Provided passage →

Skip to contents

Deduplicate an orderly archive. Deduplicating an orderly archive will replace all files that have the same content with "hard links". This requires hard link support in the underlying operating system, which is available on all unix-like systems (e.g. MacOS and Linux) and on Windows since Vista. However, on windows systems this might require somewhat elevated privileges. If you use this feature, it is very important that you treat your orderly archive as read-only (though you should be anyway) as changing one copy of a linked file changes all the other instances of it - the files are literally the same file.

Usage

orderly_deduplicate(root = NULL, locate = TRUE, dry_run = TRUE, quiet = FALSE)

Arguments

root

The path to an orderly root directory, or NULL (the default) to search for one from the current working directory if locate is TRUE.

locate

Logical, indicating if the configuration should be searched for. If TRUE and config is not given, then orderly looks in the working directory and up through its parents until it finds an orderly_config.yml file.

dry_run

Logical, indicating if the deduplication should be planned but not run

quiet

Logical, indicating if the status should not be printed

Value

Invisibly, information about the duplication status of the archive before deduplication was run.

Details

This function will alter your orderly archive. Ordinarily this is not something that should be done, so we try to be careful. In order for this to work, it is very important to treat your orderly archive as read-only generally. If your canonical orderly archive is behind OrderlyWeb this will almost certainly be the case already.

With "hard linking", two files with the same content can be updated so that both files point at the same physical bit of data. This is great, as if the file is large, then only one copy needs to be stored. However, this means that if a change is made to one copy of the file, it is immediately reflected in the other, but there is nothing to indicate that the files are linked!

This approach is worth exploring if you have large files that are outputs of one report and inputs to another, or large inputs repeatedly used in different reports, or outputs that end up being the same in multiple reports. If you run the deduplication with dry_run = TRUE, an indication of the savings will be printed.

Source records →
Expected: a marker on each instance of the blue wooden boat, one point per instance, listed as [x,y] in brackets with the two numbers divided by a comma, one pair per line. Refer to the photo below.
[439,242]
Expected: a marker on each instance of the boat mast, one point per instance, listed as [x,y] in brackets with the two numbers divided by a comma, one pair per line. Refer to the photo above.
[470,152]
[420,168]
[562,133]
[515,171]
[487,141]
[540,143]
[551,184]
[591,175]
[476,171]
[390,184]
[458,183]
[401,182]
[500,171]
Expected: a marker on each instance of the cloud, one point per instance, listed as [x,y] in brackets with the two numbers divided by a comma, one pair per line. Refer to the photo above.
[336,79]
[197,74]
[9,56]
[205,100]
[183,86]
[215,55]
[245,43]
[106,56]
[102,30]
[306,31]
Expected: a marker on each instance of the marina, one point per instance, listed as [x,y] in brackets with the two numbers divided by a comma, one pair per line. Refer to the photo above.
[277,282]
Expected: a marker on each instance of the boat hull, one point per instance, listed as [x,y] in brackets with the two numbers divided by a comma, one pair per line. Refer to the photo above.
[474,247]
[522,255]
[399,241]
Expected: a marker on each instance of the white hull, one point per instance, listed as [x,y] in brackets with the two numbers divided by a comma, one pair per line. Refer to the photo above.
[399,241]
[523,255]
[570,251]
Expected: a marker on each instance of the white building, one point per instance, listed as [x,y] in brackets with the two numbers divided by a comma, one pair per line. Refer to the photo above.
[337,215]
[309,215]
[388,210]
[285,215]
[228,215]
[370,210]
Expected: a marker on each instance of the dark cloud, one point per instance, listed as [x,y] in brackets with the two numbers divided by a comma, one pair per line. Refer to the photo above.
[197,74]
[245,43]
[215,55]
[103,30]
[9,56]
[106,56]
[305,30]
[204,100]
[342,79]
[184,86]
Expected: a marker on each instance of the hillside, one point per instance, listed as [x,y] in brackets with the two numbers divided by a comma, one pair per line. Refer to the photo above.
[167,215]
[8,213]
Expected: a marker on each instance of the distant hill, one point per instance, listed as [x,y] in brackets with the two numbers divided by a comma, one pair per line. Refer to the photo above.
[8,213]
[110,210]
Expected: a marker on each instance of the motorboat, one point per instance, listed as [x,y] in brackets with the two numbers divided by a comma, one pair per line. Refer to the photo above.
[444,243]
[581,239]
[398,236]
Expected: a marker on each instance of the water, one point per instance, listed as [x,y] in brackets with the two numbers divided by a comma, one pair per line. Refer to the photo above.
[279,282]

What this exercise asks →
A – Which lines in the records contain the string "white"? Find each one and copy it out.
B – Write what comes next on the page about deduplicating an orderly archive, picking up after its last sentence.

Answers for the exercise →
A –
Expected: a marker on each instance of the white hull, one point per instance, listed as [x,y] in brackets with the two numbers divided by a comma, one pair per line. Refer to the photo above.
Expected: a marker on each instance of the white building, one point per instance, listed as [x,y] in brackets with the two numbers divided by a comma, one pair per line. Refer to the photo above.

B –
Examples


path <- orderly::orderly_example("demo")
id1 <- orderly::orderly_run("minimal", root = path)
#> [ name       ]  minimal
#> [ id         ]  20230621-105027-839a8e16
#> [ start      ]  2023-06-21 10:50:27
#> [ data       ]  source => dat: 20 x 2
#> 
#> > png("mygraph.png")
#> 
#> > par(mar = c(15, 4, 0.5, 0.5))
#> 
#> > barplot(setNames(dat$number, dat$name), las = 2)
#> 
#> > dev.off()
#> agg_png 
#>       2 
#> [ end        ]  2023-06-21 10:50:27
#> [ elapsed    ]  Ran report in 0.01687074 secs
#> [ artefact   ]  mygraph.png: 175369b2bcf4115f343c8ad746c0c072
id2 <- orderly::orderly_run("minimal", root = path)
#> [ name       ]  minimal
#> [ id         ]  20230621-105027-90a5fe1d
#> [ start      ]  2023-06-21 10:50:27
#> [ data       ]  source => dat: 20 x 2
#> 
#> > png("mygraph.png")
#> 
#> > par(mar = c(15, 4, 0.5, 0.5))
#> 
#> > barplot(setNames(dat$number, dat$name), las = 2)
#> 
#> > dev.off()
#> agg_png 
#>       2 
#> [ end        ]  2023-06-21 10:50:27
#> [ elapsed    ]  Ran report in 0.01501155 secs
#> [ artefact   ]  mygraph.png: 175369b2bcf4115f343c8ad746c0c072
orderly_commit(id1, root = path)
#> [ commit     ]  minimal/20230621-105027-839a8e16
#> [ copy       ]
#> [ import     ]  minimal:20230621-105027-839a8e16
#> [ success    ]  :)
#> [1] "/tmp/RtmpGRuIRx/file471472a937/archive/minimal/20230621-105027-839a8e16"
orderly_commit(id2, root = path)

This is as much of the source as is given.